(Records from a collection)
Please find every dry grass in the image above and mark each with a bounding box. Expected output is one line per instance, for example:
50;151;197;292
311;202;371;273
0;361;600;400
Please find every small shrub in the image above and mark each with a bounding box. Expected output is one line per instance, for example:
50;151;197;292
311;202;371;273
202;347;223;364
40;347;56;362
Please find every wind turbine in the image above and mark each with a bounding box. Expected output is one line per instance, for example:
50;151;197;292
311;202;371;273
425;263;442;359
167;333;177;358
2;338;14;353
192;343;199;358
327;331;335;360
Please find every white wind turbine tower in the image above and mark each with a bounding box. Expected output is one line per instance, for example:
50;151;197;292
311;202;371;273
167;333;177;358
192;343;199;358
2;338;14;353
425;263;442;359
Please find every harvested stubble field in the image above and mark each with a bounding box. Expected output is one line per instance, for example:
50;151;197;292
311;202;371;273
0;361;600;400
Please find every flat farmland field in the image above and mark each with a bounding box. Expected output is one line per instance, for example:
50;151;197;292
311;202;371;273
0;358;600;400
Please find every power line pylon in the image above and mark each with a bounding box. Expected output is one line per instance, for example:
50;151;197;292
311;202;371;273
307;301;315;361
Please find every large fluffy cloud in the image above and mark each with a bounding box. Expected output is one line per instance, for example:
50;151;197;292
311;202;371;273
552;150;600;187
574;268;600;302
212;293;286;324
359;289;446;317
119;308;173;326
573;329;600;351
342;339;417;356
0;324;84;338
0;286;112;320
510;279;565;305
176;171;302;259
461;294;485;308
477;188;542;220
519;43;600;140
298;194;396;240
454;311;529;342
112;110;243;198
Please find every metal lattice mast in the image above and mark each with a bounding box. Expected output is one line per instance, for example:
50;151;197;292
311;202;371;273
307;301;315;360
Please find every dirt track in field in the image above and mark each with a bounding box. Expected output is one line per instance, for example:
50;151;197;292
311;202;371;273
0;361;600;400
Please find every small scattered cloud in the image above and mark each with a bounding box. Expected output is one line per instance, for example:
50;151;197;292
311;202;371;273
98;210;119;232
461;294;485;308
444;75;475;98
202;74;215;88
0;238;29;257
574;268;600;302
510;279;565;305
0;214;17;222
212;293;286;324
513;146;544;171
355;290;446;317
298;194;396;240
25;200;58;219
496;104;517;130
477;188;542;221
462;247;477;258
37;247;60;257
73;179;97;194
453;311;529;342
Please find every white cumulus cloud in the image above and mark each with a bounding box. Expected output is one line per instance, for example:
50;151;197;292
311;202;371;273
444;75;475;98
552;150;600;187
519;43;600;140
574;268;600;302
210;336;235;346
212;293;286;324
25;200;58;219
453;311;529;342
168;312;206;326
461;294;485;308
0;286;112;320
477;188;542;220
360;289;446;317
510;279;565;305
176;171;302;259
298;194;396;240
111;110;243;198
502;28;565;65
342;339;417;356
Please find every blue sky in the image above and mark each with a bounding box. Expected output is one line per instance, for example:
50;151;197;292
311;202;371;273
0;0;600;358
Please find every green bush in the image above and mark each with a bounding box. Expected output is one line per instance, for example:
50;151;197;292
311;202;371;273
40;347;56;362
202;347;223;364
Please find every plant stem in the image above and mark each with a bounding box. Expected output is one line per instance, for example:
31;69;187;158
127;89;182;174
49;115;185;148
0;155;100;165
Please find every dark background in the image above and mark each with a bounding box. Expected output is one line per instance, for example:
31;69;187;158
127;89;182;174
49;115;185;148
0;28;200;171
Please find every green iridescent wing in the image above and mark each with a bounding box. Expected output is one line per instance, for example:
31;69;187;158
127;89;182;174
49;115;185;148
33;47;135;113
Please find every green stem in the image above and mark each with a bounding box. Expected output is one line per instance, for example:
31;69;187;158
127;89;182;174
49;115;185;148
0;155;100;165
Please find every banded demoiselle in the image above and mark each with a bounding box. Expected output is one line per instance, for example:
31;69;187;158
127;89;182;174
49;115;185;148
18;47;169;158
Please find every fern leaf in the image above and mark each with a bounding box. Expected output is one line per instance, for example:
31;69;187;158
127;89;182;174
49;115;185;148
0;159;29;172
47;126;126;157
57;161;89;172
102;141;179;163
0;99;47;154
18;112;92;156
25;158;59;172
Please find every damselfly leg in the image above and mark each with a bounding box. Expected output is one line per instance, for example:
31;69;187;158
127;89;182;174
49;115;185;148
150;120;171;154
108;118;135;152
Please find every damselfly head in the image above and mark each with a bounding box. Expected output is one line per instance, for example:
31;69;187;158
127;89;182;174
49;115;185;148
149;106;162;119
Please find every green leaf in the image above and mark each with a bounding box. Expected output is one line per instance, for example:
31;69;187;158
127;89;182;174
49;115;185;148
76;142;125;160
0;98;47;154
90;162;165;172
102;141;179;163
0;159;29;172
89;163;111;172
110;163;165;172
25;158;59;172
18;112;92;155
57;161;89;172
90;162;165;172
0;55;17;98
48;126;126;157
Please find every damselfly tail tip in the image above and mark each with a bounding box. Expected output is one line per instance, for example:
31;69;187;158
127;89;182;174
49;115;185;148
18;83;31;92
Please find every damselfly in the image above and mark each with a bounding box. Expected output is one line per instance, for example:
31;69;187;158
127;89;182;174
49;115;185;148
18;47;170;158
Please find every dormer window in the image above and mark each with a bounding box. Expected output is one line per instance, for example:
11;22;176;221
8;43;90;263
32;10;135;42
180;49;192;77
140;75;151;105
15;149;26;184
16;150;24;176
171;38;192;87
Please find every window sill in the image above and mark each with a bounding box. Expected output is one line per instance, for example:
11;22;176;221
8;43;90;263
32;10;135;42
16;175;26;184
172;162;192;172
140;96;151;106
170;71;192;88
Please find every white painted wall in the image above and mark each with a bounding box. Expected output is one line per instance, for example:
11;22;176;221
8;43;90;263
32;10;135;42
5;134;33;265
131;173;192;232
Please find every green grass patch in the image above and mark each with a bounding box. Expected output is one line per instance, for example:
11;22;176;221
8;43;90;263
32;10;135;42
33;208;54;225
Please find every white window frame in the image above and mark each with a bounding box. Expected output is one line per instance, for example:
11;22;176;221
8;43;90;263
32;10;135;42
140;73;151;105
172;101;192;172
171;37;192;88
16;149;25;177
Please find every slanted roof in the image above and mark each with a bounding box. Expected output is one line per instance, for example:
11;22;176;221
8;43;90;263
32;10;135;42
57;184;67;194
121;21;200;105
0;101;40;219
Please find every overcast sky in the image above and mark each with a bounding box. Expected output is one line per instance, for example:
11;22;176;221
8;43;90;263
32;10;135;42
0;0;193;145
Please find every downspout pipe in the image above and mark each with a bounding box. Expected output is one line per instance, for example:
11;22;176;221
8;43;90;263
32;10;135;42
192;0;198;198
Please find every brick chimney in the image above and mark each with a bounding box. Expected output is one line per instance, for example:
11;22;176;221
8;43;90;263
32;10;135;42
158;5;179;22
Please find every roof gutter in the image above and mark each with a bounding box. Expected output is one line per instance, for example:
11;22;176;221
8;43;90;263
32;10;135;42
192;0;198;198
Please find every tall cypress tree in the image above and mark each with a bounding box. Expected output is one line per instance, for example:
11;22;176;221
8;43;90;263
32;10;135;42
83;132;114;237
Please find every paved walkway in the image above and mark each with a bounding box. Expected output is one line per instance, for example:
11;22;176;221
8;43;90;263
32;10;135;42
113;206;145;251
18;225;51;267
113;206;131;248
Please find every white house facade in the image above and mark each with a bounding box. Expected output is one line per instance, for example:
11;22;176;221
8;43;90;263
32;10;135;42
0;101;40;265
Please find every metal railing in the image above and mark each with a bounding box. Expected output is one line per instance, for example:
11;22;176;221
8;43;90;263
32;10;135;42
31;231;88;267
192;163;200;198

Exercise -
Write out everything in the records from the line containing "Please find every flat" down to the line containing "307;301;315;361", substituting "tower" for "pylon" and leaving the rest unchanged.

Task solution -
Please find every flat farmland field in the image above and mark each with a bounding box. Expected output is one line per instance, for example:
50;151;197;292
311;202;371;273
0;358;600;400
Please find every power line tower in the image above and mark each with a bounding box. Expected output is one line per instance, for example:
50;151;197;292
311;202;371;273
307;301;315;361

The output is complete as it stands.